*Problems to work on*.
**a)** Reproduce the stretch from "The fact that" through "their new state." in the article on Governor Daugaard's licensure compact, word for word.
**b)** Write what comes next in the article on Governor Daugaard's licensure compact, starting right after its last sentence.

January 12, 2018
Governor Daugaard Seeks Multi-State Licensure Compact
The list of occupations that require some kind of license or certificate granted by the state government is ponderous. And, if you happen to work in one of those professions or earn a living as a licensed skilled craftsman and you move to another state, you can’t work until you get the license from your new state.
The fact that license requirements are often very different from state to state makes the move even more complicated and the world ends up with well-qualified workers being sidelined and not able to work at jobs that often have severe shortages in available skilled workers
Governor Daugaard is asking a straight forward question – Why can’t professional people and skilled craftspeople that are licensed or certified in one state keep working while they get that same license in a new state?
Governor Daugaard’s idea is to create an 18 month long period where licensed or certified professionals and craftspeople can work in a new state under the license granted by the state they departed. During this time, they will be tax-paying productive members of their new community and will be working on getting the license or certification in their new state.
The idea is receiving a critical review from some professions and will undergo a thorough analysis in the next few weeks. Among the issues being raised are questions about whether other state’s requirements really protect the public as well as ours do - even though it seems unlikely that Wyoming or North Dakota are allowing incompetent plumbers to wreak havoc on the people of their state.
Other Concerns – Key among concerns that have been presented to the Governor’s team is the possibility that some professionals may take advantage of the 18 month window to do a significant job in a neighboring state without ever intending to actually relocate to the second state. For example, an architect could step to the state next door to design a world class Tiddlywinks Arena, complete the job within the 18 months and never actually relocate to the new state. The bill as drafted has no residency requirement.
Another concern about the multi-state compact is that it might allow someone whose license was about to expire in their home state to de-facto extend that license for 18 month by moving.

*Record excerpts*.
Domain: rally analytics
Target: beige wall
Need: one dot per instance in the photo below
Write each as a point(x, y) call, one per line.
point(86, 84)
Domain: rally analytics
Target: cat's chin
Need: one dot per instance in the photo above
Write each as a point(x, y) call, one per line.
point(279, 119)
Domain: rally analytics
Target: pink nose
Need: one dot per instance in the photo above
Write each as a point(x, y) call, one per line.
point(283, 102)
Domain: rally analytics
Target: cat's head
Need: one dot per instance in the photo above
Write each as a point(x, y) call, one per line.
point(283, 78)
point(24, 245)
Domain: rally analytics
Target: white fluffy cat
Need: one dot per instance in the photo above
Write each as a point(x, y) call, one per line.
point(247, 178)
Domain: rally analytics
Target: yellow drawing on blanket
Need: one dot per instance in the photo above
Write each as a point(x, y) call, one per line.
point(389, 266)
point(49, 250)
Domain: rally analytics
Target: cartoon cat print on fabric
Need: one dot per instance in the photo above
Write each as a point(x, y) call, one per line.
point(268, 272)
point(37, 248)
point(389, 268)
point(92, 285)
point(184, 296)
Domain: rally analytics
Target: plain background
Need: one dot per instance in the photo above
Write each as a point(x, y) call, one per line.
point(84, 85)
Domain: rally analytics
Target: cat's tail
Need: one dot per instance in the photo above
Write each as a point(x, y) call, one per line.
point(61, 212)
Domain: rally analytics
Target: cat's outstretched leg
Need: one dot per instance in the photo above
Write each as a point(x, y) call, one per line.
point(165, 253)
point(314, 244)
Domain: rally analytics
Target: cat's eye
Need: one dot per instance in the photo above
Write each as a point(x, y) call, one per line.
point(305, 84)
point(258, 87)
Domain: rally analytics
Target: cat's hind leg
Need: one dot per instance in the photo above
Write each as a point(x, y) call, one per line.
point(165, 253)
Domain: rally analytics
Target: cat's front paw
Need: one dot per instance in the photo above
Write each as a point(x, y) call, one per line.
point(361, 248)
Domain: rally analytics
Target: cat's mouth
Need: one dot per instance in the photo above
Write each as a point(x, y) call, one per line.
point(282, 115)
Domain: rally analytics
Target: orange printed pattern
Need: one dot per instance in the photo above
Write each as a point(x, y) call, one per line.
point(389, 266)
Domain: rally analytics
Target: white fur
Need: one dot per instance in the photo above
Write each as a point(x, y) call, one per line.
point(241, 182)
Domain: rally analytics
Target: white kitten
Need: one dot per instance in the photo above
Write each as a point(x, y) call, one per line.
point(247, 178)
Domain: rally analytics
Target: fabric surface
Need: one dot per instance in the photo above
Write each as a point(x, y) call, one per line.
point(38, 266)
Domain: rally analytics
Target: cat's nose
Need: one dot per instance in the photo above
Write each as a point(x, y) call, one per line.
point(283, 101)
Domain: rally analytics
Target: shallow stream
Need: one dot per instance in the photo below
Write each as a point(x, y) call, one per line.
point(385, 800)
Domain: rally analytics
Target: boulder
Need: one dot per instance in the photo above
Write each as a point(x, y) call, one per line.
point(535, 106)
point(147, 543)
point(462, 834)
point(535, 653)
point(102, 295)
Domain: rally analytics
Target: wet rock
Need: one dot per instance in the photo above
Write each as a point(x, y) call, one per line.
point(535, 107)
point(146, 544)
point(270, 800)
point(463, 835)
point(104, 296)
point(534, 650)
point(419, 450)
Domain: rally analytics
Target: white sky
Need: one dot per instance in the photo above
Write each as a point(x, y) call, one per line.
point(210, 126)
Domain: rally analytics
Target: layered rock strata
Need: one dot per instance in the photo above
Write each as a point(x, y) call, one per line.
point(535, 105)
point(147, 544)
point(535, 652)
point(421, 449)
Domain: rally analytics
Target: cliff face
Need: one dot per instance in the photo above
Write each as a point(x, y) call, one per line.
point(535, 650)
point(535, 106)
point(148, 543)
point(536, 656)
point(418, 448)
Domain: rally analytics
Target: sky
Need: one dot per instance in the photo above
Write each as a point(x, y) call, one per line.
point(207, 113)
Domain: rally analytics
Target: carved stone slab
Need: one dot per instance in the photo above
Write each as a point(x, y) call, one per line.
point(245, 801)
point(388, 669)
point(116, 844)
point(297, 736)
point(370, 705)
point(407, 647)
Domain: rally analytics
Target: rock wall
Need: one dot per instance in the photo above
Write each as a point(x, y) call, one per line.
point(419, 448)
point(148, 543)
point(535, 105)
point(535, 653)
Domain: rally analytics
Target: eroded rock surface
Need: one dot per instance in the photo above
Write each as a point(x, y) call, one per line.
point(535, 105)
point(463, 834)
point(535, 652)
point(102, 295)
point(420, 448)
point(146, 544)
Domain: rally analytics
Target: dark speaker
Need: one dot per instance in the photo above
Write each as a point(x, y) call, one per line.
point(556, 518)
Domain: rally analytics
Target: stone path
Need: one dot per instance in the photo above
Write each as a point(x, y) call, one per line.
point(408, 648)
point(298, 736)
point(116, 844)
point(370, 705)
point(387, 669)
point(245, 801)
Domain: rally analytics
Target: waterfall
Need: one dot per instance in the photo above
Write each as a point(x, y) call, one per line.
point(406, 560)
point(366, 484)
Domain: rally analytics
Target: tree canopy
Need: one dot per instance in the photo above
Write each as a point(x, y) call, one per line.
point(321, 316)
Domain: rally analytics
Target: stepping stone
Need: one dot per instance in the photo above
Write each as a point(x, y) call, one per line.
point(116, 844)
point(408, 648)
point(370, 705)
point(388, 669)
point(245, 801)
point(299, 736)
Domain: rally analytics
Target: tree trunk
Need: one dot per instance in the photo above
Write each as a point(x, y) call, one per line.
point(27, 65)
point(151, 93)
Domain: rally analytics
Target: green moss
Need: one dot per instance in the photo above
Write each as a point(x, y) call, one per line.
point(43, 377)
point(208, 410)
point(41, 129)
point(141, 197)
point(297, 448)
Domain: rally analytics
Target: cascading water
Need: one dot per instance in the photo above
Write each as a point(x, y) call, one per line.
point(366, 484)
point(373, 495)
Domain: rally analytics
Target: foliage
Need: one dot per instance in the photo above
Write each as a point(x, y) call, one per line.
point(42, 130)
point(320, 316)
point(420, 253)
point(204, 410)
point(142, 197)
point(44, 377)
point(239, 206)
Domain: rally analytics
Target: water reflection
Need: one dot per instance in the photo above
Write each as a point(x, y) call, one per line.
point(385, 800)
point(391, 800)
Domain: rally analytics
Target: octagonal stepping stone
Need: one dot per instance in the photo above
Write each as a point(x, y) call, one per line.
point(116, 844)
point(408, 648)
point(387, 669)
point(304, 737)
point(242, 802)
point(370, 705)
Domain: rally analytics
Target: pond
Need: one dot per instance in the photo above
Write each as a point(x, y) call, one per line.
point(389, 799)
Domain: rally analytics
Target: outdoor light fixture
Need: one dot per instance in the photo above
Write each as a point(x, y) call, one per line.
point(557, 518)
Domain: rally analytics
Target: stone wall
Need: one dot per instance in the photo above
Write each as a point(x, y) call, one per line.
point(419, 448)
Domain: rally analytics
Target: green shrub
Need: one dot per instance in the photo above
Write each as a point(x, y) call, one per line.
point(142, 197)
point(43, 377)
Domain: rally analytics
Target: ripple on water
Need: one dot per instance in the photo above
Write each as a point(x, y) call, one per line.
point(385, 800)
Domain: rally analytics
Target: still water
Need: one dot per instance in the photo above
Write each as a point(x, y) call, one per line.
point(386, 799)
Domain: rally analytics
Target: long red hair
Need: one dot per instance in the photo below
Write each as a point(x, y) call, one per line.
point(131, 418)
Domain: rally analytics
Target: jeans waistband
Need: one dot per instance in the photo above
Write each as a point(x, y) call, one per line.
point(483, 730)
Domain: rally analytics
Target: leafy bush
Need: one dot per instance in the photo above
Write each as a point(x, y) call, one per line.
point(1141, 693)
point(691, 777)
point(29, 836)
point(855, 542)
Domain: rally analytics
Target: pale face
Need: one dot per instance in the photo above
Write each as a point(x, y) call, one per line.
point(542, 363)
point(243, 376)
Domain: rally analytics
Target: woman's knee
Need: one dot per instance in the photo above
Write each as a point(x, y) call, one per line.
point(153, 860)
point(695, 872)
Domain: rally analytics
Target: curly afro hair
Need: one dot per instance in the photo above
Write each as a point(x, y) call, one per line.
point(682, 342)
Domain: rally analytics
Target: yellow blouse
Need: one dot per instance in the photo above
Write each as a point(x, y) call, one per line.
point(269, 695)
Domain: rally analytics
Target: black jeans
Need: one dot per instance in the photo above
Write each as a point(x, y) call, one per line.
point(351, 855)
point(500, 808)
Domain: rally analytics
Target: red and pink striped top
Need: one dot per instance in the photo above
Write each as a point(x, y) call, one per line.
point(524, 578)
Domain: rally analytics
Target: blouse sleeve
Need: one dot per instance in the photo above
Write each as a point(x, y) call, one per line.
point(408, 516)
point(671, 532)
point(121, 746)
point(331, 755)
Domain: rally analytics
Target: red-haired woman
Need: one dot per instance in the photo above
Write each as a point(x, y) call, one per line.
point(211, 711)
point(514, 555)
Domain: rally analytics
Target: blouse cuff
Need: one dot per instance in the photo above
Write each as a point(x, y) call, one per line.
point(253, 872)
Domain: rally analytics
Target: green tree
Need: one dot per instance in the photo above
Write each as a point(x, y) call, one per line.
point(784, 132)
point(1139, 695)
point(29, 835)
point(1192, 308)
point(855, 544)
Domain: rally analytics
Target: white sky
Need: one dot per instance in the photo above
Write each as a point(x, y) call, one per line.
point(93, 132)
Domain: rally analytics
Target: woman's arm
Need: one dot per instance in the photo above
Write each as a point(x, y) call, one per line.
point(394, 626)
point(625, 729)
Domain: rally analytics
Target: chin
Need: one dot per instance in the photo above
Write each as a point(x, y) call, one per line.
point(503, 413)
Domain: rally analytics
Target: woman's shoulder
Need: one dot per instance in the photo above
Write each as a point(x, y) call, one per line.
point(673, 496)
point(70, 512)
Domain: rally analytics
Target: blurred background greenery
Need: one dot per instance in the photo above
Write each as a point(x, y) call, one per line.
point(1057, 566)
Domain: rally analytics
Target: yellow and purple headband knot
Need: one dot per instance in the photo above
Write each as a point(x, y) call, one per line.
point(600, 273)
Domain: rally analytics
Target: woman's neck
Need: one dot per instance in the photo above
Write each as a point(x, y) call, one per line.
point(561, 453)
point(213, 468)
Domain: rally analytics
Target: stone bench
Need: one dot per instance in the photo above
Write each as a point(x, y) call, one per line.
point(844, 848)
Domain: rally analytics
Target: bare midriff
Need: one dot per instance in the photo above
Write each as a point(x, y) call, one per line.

*Set of answers*.
**a)**
The fact that license requirements are often very different from state to state makes the move even more complicated and the world ends up with well-qualified workers being sidelined and not able to work at jobs that often have severe shortages in available skilled workers
Governor Daugaard is asking a straight forward question – Why can’t professional people and skilled craftspeople that are licensed or certified in one state keep working while they get that same license in a new state?
Governor Daugaard’s idea is to create an 18 month long period where licensed or certified professionals and craftspeople can work in a new state under the license granted by the state they departed. During this time, they will be tax-paying productive members of their new community and will be working on getting the license or certification in their new state.

**b)**
This multi-state compact concept might apply to professionals such as doctors and dentists and also include some completely obscure skills such as door repair contractors and euthanasia technicians (a profession with virtually no repeat customers). Click here for the list of nearly 150 professions that are licensed, certified or permitted in at least one of the 5 states that are initially being evaluated as potential members of the compact.
It is early in the process and the Governor undoubtedly will be making adjustments to accommodate these and other concerns. Capitol-Ism is thankful to the Governor for seeking innovative ways to address South Dakota’s workforce shortage (assuming more skilled workers come to South Dakota than those who head out).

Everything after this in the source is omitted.